* _ARTICOLO_:
===

Come già ampiamente
ripetuto da queste parti, se c’è un Paese al mondo che ha saputo
far confluire le sofferenze di una politica opprimente nel cinema,
questo Paese è la Romania, e Chuck Norris vs. Communism (2015) è
un altro tassello di quello che potrebbe definirsi come un
auto-esorcismo incaricato di espellere i demoni depositati da
Ceaușescu.
Il motivo per cui la nazione in oggetto ha vissuto dagli anni duemila
in poi una continua fioritura in campo cinematografico potrebbe
essere proprio spiegato dal film di Ilinca Calugareanu, attiva
principalmente come montatrice, che sviluppa e amplia un suo
brevissimo documentario dal titolo VHS vs. Communism
(2014); la Calugareanu, avvalendosi di interviste a persone che
vissero sotto il regime e che forse oggidì lavorano nella settima
arte (si riconosce chiaramente Adrian Sitaru e credo anche Corneliu
Porumboiu), illustra di come al tempo dell’embargo gli unici
esemplari di film che passavano in televisione erano di stampo
propagandistico, al che, per mezzo di maglie non del tutto serrate,
la circolazione di videocassette piratate iniziò a diffondersi nelle
case dei rumeni che ipnotizzati dallo sfavillante mondo oltre la
cortina di ferro potevano assaporare il progresso dell’occidente.
Per tale ragione è dunque possibile vedere nello smercio clandestino
di film la creazione di una scintilla che ha iniziato ad ardere solo
dopo il 1989 nel petto di un Cristian Mungiu qualunque.
Gli
stessi soggetti che compaiono in Chuck Norris vs.
Communism affermano che il
passaparola tra conoscenti, gli incontri furtivi per comprare le
cassette e le visioni condivise nelle abitazioni di qualche fortunato
in possesso di un videoregistratore, facevano sì che il
guardare-un-film divenisse un atto di resistenza contro le opprimenti
regole imposte dallo Stato. Ciò non può che suscitare un sentimento
di romanticismo nel nostro cuore di fruitori visto che l’arte ha
potenzialità che sanno andare oltre il mero consumo e che il cinema
è una potente leva in grado di aprire la mente (pure Tom Hanks lo
conferma date le sue opinioni in merito, vedi pagina di IMDb, link).

===

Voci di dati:
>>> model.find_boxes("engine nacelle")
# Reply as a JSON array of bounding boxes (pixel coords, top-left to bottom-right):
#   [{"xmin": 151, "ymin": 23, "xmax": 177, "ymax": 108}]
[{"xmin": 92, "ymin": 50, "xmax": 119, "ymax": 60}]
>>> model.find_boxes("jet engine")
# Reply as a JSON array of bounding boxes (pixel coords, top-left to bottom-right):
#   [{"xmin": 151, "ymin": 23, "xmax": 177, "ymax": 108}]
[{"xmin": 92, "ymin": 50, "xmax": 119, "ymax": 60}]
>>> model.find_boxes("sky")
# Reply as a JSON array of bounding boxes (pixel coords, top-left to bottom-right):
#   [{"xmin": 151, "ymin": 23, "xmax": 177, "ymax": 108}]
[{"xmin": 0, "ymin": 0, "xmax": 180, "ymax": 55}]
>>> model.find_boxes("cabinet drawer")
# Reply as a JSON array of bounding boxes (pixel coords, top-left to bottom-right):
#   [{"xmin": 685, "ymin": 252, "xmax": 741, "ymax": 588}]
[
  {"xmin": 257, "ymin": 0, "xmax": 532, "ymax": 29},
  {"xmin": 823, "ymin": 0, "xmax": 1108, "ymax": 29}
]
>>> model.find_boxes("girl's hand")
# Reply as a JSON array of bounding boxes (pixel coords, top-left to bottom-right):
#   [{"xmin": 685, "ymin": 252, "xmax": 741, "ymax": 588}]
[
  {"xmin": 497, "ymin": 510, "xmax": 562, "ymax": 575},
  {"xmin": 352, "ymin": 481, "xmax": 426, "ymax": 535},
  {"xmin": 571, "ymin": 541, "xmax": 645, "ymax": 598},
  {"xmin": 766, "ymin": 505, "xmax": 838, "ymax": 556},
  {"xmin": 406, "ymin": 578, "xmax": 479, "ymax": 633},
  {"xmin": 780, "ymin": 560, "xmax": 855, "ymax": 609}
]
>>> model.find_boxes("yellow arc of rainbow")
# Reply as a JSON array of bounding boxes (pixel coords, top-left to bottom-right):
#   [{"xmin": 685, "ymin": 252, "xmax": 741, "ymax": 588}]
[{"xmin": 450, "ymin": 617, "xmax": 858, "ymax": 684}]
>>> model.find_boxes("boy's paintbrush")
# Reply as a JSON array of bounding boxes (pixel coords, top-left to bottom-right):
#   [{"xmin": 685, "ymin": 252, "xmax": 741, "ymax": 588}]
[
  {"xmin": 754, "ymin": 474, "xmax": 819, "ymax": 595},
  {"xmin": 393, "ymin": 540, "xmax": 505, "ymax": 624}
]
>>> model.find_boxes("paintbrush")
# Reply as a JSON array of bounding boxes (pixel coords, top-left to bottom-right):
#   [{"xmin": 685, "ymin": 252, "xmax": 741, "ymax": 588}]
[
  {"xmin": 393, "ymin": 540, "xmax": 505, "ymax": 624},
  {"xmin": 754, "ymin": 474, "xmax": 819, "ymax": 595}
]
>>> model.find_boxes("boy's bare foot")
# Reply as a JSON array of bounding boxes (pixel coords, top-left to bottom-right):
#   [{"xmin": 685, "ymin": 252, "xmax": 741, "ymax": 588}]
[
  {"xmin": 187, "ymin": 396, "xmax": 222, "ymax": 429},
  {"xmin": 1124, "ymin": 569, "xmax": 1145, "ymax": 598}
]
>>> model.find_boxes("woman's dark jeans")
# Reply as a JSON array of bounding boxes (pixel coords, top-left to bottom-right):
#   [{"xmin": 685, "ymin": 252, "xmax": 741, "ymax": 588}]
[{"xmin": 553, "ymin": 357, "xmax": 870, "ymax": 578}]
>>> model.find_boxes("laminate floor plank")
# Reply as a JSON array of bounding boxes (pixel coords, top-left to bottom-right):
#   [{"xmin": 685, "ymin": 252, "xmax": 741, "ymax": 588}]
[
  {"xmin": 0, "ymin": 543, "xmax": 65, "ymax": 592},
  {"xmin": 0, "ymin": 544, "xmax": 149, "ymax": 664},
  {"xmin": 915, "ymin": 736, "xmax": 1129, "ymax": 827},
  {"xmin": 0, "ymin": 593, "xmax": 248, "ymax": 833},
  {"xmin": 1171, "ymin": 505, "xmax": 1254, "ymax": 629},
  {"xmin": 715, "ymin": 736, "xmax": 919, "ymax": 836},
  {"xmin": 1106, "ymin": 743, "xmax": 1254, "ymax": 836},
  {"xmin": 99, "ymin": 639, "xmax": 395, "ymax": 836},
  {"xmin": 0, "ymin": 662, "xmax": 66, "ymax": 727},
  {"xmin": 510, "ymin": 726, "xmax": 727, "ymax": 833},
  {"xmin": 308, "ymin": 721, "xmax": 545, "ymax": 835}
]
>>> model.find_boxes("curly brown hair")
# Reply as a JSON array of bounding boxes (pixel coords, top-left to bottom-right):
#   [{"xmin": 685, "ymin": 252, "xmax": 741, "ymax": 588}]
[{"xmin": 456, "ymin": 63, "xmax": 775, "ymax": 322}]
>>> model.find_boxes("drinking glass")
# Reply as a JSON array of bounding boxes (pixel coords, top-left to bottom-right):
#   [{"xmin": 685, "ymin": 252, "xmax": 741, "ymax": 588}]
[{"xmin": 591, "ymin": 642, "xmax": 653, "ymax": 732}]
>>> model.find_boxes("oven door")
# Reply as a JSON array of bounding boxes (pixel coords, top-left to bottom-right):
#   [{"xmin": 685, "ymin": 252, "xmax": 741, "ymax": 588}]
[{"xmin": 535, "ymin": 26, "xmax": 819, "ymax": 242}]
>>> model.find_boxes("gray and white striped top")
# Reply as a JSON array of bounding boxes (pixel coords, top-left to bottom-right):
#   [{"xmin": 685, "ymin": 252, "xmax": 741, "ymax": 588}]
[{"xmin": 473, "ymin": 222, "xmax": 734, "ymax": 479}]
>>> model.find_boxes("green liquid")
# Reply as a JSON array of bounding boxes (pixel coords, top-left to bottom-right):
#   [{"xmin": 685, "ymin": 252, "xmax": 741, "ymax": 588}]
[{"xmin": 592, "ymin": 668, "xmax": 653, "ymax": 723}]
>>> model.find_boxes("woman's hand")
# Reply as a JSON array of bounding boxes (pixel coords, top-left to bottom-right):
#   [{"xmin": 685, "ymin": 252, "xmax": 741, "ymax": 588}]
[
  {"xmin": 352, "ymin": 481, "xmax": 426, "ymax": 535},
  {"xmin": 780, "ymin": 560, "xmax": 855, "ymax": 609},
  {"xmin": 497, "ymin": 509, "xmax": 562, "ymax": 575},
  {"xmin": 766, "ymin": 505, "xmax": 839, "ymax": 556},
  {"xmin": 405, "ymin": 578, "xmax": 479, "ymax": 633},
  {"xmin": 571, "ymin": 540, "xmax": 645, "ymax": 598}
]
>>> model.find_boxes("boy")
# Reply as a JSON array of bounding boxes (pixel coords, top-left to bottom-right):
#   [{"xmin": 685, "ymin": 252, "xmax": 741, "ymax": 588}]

===

* _LAVORO RICHIESTO_:
1. Rispondi a queste domande sull'articolo dedicato a Chuck Norris vs. Communism:
(a) Quale breve documentario sviluppa e amplia il film di Ilinca Calugareanu?
(b) In quale ruolo è attiva principalmente Ilinca Calugareanu?
(c) Secondo le persone che compaiono nel film, che cosa diventava il guardare un film?
2. Porta avanti l'articolo su Chuck Norris vs. Communism a partire dall'ultima frase riportata.

* _LE RISPOSTE_:
1.
(a) VHS vs. Communism (2014).
(b) Come montatrice.
(c) Un atto di resistenza contro le opprimenti regole imposte dallo Stato.

2.
Ad avvalorare una dimensione così importante nel contesto sociale
dell’epoca, va rimarcato che le suddette visioni non erano
ovviamente di qualità elevata poiché le VHS che si moltiplicavano
in giro per la Romania perdevano smalto di copia in copia arrivando
quasi a non essere più proiettabili e lasciando alla sempre attonita
platea il compito fertilizzante di immaginare il resto. Ma
soprattutto, e qui giungiamo all’aspetto più curioso della
vicenda, non essendoci la possibilità di doppiare le opere in modo convenzionale, un uomo di nome Teodor Zamfir, un uomo-ombra ben
inserito nei meccanismi del potere, assoldò Irina Nistor, già al
lavoro con i prodotti iper-castrati dalla censura, per tradurre on
air le battute degli attori
americani. Il risultato, sebbene orribile per il nostro apparato
uditivo, ha reso la signora Nistor una specie di idolo per migliaia di
rumeni che la videro da sempre come una guida verso il mondo dorato:
“per me non ha un corpo, è una figura, è un’entità, è La
voce”. Insomma, di belle storie ce ne sono ancora da raccontare.
Il
rovescio della medaglia è che ad un fine così lodevole pieno di bei
propositi si coniuga una realizzazione un po’ furbetta che si
avvale di molti soldi, oltre ottocentomila dollari (cfr. ancora la
pagina IMDB), e di un tasso di professionalità sospettosamente sopra gli standard.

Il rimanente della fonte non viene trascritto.